Test or Fail – A Lesson from Myer

David Rice wrote in Geekonomics (published by Addison Wesley in 2008) about the contemporary IT industry’s habit of releasing to market software that has not been adequately tested.  Chapter 2 is titled “Six Billion Crash Test Dummies: Irrational Innovation and Perverse Incentives”.  In a nutshell, he argues that competitive pressure combined with market demand for the newest, greatest technology forces technology developers to release to market products that in some cases are not even complete, let alone robustly tested.  We see the consequences in myriad technology failures, many with high visibility and potentially serious consequences, such as those involving exposure of sensitive personal information.

But nowadays we are seeing new pressure to reinforce the importance of proper testing.  Empowered consumers vent their frustration with poor performance and the press gives substantial attention to major failures.  Organisations which deliver substandard systems suffer reputation damage and are increasingly at risk of losing customers.

····················

WORK INSTRUCTIONS = Extend the article on software testing, picking up right after its final sentence. The listing is separate from the article on software testing.

MATERIAL =
····················

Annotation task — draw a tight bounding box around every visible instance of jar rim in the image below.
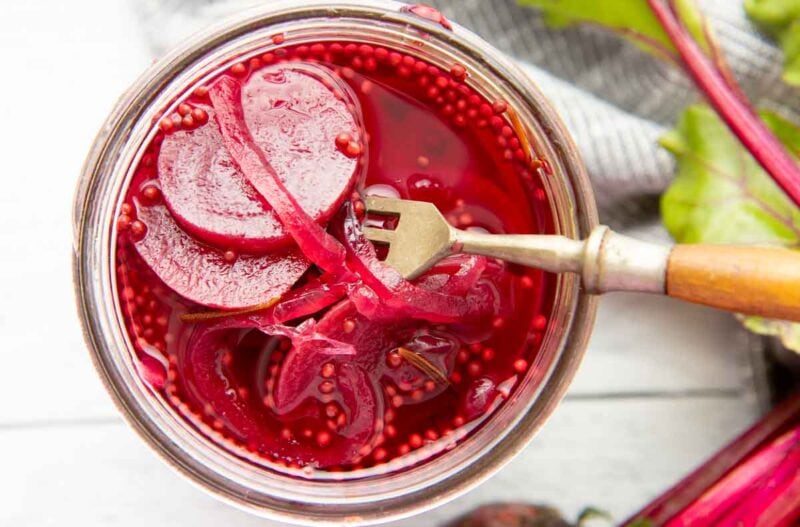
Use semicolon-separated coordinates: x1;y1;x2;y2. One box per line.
73;0;597;525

····················

TASK ANSWER =
In the week following Christmas 2013, one major Australian retailer, Myer Holdings Ltd, provided an interesting illustration of what happens to organisations that, however unwittingly, use the crash test dummy technique when engaging with their online customers.  In parallel with extensive discussion of the problem in all of general, business and IT specialist press, members of the Australian Institute of Company Directors LinkedIn community began a discussion on “Myer Boxing Day website crash... what does it say about IT Governance maturity in Australia?”.

There are many dimensions to the question and many layers to the problem that Myer experienced.  It’s worth exploring.

Like many Australian retailers, Myer has been a late arrival at the online retail sales party.  CEO Bernie Brooks, who began his tenure in 2006, is reported in the Australian Financial Review (Myer’s Brookes admits online errors, 24 July 2013) as acknowledging that the company should have done more to be ready for the rise of online retail – a phenomenon in which Australians have become significant personal importers buying from offshore websites.  But by the end of 2013, Myer was gaining a toehold in the online space, with about one percent of turnover coming from its online channel.  It expects the online channel to grow to 10% of turnover within 5 years.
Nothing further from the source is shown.